### Extracted information
******

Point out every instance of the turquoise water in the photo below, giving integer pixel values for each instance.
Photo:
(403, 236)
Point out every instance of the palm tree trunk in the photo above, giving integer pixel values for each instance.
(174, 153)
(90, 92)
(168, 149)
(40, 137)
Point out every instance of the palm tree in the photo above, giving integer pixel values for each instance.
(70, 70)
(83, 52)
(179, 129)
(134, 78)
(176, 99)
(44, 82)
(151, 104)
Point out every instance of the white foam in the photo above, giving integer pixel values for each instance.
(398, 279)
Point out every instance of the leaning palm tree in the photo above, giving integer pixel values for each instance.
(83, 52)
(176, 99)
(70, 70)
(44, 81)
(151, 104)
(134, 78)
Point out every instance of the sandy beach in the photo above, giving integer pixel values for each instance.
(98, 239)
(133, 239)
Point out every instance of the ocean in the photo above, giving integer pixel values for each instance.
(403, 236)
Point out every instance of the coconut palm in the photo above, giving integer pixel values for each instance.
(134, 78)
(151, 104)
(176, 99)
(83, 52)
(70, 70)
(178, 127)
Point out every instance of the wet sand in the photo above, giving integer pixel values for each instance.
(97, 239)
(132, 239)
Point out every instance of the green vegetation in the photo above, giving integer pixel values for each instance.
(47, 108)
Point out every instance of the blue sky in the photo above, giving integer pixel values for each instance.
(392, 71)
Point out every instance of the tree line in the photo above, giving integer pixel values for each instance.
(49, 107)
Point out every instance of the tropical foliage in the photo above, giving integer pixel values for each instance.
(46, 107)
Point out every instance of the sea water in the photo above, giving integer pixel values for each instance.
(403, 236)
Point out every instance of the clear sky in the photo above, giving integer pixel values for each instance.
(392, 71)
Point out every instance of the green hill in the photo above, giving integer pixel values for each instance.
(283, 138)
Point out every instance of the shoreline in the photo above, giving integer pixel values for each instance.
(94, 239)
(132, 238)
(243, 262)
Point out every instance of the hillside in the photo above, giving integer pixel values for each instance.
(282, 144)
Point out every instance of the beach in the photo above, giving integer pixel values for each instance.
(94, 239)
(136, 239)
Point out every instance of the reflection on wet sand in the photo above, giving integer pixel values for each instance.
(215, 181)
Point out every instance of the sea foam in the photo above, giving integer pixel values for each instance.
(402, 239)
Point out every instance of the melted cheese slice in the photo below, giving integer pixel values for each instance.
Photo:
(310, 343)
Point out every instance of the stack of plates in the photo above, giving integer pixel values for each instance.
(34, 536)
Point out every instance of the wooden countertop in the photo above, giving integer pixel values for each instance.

******

### Aim of the task
Can you put the lines from the one containing "Point out every instance of the stack" through the end of the entries, both ends included, into a JSON list of strings, one string per line, with blank lines left out?

### Task response
[
  "Point out every instance of the stack of plates in the photo above, giving integer pixel values for each instance.",
  "(34, 536)",
  "Point out every instance of the wooden countertop in the photo above, giving integer pixel values for each instance."
]